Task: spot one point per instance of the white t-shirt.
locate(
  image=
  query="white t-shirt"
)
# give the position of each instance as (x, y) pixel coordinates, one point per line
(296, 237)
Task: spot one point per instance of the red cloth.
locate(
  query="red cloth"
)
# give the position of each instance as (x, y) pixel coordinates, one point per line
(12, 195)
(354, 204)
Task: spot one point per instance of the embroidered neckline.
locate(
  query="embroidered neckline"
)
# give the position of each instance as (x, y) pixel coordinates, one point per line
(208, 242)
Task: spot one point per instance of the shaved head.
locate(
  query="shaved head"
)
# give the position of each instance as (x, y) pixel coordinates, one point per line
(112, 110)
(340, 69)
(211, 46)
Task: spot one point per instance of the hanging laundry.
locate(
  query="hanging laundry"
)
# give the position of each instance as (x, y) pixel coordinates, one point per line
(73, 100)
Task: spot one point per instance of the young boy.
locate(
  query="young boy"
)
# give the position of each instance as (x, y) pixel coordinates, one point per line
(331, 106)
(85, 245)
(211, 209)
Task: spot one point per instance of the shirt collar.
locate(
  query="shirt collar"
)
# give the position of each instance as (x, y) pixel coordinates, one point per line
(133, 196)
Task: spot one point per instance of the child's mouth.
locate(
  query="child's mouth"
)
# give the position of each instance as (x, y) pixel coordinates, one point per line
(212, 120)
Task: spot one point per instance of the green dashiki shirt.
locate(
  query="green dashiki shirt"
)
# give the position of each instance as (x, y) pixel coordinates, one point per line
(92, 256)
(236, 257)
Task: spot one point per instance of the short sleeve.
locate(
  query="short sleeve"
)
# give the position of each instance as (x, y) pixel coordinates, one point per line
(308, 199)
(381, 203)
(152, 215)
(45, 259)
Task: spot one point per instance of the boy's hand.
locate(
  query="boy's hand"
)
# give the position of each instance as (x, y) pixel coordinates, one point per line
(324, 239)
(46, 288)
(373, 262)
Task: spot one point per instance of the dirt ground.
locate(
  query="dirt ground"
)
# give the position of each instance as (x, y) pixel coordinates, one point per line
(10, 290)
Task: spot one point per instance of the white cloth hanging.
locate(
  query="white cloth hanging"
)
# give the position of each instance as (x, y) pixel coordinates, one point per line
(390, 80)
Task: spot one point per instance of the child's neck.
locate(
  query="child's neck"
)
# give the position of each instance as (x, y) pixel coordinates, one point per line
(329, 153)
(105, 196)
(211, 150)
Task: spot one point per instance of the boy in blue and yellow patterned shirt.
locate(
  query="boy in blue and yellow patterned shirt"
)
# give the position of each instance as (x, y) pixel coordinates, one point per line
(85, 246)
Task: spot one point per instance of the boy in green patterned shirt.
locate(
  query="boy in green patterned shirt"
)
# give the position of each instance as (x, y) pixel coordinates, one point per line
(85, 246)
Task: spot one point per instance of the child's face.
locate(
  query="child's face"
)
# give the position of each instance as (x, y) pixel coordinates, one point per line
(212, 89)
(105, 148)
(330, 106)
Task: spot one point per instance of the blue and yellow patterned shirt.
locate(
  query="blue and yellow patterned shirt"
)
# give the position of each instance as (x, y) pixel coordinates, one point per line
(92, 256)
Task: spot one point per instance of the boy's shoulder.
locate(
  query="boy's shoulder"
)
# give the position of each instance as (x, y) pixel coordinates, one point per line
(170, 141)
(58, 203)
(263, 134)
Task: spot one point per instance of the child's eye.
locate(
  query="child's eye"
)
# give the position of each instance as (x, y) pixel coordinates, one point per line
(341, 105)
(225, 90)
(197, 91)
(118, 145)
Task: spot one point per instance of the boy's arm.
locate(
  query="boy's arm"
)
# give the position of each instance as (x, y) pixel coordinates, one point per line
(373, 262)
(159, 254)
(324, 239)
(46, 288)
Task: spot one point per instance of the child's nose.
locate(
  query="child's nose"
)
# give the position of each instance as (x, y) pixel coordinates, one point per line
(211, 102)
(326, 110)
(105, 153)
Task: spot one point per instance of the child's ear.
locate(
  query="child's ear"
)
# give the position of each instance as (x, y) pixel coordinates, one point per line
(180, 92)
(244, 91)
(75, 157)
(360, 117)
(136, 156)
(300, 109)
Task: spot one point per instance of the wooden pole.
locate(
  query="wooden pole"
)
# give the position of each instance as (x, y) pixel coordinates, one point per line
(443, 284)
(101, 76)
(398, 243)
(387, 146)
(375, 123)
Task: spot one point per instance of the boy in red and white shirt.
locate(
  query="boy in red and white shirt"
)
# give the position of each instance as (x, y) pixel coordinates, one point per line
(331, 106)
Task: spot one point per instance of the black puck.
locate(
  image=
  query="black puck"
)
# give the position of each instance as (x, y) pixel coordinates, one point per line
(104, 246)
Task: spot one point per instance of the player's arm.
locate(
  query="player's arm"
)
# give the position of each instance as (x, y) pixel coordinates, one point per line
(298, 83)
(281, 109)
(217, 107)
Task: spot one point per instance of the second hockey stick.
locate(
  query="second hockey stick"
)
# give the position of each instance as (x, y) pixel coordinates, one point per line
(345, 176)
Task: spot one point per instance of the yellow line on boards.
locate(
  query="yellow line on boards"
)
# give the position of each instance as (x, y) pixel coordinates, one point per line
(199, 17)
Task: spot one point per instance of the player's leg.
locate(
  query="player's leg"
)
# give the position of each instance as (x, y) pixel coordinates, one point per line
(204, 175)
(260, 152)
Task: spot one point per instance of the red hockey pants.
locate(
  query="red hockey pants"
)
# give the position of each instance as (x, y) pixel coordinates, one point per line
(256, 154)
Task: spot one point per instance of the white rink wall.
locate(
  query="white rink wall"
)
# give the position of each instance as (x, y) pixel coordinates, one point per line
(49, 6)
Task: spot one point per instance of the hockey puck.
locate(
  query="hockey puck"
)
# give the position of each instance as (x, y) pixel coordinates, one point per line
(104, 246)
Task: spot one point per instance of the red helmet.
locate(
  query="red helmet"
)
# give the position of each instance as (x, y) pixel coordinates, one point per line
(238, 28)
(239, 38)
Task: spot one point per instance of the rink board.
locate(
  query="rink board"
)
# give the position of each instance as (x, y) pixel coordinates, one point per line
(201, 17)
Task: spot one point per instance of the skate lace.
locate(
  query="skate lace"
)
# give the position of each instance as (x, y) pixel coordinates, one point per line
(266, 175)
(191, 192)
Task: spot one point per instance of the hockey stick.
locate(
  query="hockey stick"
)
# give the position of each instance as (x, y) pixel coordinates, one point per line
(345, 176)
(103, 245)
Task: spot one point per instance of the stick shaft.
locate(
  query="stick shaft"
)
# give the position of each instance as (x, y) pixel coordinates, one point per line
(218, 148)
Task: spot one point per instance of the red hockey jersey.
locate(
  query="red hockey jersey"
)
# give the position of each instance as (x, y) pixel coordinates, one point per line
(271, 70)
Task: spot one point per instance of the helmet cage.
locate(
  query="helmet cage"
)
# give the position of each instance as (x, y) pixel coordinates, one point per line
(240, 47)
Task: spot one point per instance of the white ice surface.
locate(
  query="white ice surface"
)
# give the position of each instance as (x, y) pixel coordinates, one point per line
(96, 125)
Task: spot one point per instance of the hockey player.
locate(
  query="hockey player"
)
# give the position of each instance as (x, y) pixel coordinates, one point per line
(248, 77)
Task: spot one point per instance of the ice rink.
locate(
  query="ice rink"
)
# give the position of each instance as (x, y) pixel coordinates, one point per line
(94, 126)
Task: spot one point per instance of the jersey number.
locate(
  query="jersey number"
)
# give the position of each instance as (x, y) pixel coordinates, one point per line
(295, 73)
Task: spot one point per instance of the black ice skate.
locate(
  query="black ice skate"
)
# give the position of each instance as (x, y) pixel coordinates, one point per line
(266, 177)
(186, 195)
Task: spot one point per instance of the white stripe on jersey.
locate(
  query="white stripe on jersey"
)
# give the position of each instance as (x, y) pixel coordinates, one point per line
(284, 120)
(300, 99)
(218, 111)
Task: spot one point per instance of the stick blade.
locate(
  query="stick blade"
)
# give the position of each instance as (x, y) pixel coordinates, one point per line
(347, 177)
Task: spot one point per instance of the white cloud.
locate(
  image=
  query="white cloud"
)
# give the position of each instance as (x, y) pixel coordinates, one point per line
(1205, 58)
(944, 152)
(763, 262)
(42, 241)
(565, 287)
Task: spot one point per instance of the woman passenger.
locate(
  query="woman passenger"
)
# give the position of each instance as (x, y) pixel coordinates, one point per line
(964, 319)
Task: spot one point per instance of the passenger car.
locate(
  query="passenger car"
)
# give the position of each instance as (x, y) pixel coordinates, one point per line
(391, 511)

ASSIGNED TASK:
Give back exactly the lines from the one containing "Task: spot one point per instance of the white cloud." through the last line of the records.

REPLY TO THE EXERCISE:
Task: spot one point per instance of the white cloud.
locate(
  image=
  query="white cloud"
)
# give the position of each instance as (x, y) pixel coordinates, one point per line
(1205, 58)
(944, 152)
(763, 262)
(42, 241)
(565, 287)
Task: spot one point per instance of the woman passenger.
locate(
  query="woman passenger"
)
# give the position of each instance as (x, y) pixel coordinates, one point per line
(964, 319)
Task: spot one point per instance of the passenger car.
locate(
  query="passenger car"
)
# give the position of each instance as (x, y) pixel coordinates, one point per line
(391, 511)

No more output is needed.